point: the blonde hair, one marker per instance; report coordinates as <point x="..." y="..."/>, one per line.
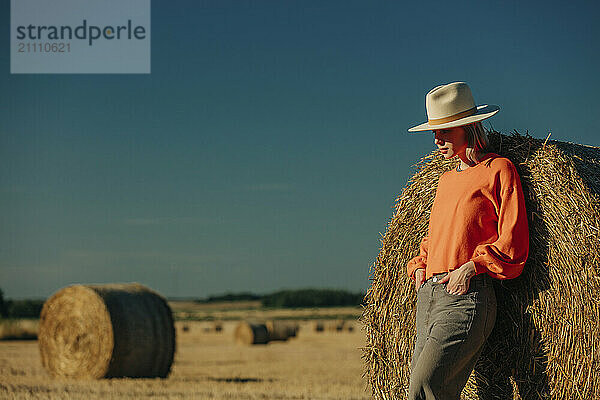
<point x="477" y="140"/>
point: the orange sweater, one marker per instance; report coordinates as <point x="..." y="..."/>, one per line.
<point x="478" y="214"/>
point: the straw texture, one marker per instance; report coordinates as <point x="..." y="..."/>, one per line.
<point x="546" y="341"/>
<point x="105" y="331"/>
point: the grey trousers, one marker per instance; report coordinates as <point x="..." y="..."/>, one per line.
<point x="451" y="331"/>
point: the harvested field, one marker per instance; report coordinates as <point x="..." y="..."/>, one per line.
<point x="320" y="365"/>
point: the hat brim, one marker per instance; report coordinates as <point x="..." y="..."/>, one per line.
<point x="483" y="111"/>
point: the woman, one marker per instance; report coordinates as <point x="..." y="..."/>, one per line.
<point x="478" y="232"/>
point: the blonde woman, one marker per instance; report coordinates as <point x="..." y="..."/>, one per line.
<point x="478" y="232"/>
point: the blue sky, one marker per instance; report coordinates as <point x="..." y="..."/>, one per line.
<point x="267" y="146"/>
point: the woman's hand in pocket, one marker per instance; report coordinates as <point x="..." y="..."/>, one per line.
<point x="459" y="279"/>
<point x="419" y="278"/>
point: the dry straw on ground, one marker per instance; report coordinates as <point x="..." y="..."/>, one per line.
<point x="104" y="331"/>
<point x="546" y="342"/>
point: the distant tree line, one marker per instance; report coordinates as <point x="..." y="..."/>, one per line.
<point x="312" y="298"/>
<point x="246" y="296"/>
<point x="295" y="298"/>
<point x="282" y="298"/>
<point x="20" y="308"/>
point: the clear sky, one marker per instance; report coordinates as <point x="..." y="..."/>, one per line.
<point x="267" y="146"/>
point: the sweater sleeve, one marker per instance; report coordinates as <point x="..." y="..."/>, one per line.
<point x="505" y="257"/>
<point x="419" y="261"/>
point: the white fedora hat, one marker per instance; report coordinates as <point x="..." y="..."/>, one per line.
<point x="452" y="105"/>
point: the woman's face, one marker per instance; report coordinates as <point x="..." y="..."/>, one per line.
<point x="450" y="141"/>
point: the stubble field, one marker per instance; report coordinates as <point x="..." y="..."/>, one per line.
<point x="209" y="365"/>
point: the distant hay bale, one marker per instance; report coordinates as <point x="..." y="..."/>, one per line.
<point x="318" y="326"/>
<point x="281" y="330"/>
<point x="218" y="326"/>
<point x="18" y="329"/>
<point x="349" y="326"/>
<point x="249" y="333"/>
<point x="106" y="331"/>
<point x="546" y="341"/>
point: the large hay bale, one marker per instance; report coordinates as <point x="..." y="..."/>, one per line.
<point x="249" y="333"/>
<point x="546" y="342"/>
<point x="105" y="331"/>
<point x="281" y="330"/>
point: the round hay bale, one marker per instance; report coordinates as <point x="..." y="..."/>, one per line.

◇ ◇ ◇ ◇

Given exercise:
Write the entries above out in full, exactly, with no images.

Expected answer:
point: the blonde hair, one marker per instance; report coordinates as <point x="..." y="..."/>, one per line.
<point x="477" y="140"/>
point: the orange sweater, one marker per instance; report coordinates as <point x="..." y="..."/>, one per line.
<point x="478" y="214"/>
point: the straw texture, one marker per instance; report coordinates as <point x="..." y="..."/>, one per line.
<point x="546" y="341"/>
<point x="105" y="331"/>
point: the grey trousers, one marker per instance; report coordinates as <point x="..." y="..."/>, one per line.
<point x="451" y="331"/>
point: the harvested field, one marker per instance; report coordinates as <point x="..." y="..."/>, one per line.
<point x="320" y="365"/>
point: the hat brim, one marker per instance; report coordinates as <point x="..." y="..."/>, one per line.
<point x="483" y="111"/>
point: the woman, one marker per instance; report coordinates as <point x="..." y="..."/>, one per line.
<point x="478" y="232"/>
point: the blonde woman, one marker per instance; report coordinates as <point x="..." y="..."/>, one per line.
<point x="478" y="232"/>
point: the blue sky, one marker per instance; report coordinates as <point x="..." y="..."/>, one per line.
<point x="267" y="146"/>
point: the woman's hand in pocket, one marker per instance; report coordinates as <point x="..." y="..."/>, one per line.
<point x="459" y="279"/>
<point x="419" y="278"/>
point: the dry straw on ground, one marker per instance; report coordinates as <point x="..." y="..."/>, one per line.
<point x="104" y="331"/>
<point x="546" y="342"/>
point: the distant tree line, one marker per instance; report coordinates as <point x="..." y="..."/>, one per line.
<point x="312" y="298"/>
<point x="246" y="296"/>
<point x="295" y="298"/>
<point x="282" y="298"/>
<point x="20" y="308"/>
point: the clear sky, one marker per instance; report coordinates as <point x="..." y="..."/>, one per line.
<point x="267" y="146"/>
point: the sweater sleeve, one marker per instance; report coordinates as <point x="..." y="..."/>, one per line.
<point x="505" y="257"/>
<point x="419" y="261"/>
point: the white fedora hat, one marker per instance; report coordinates as <point x="..." y="..."/>, one per line.
<point x="452" y="105"/>
point: the woman's face, one marker per instance; report coordinates as <point x="..." y="..."/>, one per line.
<point x="450" y="141"/>
point: the stubble field, one marker per instance; report coordinates as <point x="..." y="..."/>, one per line.
<point x="209" y="365"/>
point: the distant hay bale, one marker per instance; report coordinates as <point x="..." y="..."/>, one per line.
<point x="318" y="326"/>
<point x="281" y="330"/>
<point x="218" y="326"/>
<point x="18" y="329"/>
<point x="349" y="326"/>
<point x="249" y="333"/>
<point x="106" y="331"/>
<point x="546" y="341"/>
point: the large hay bale, one marker per instance; report coordinates as <point x="..." y="..."/>, one per line.
<point x="249" y="333"/>
<point x="546" y="342"/>
<point x="105" y="331"/>
<point x="281" y="330"/>
point: the round hay bale, one marker per instance; report coordinates as <point x="..." y="..."/>, one per line.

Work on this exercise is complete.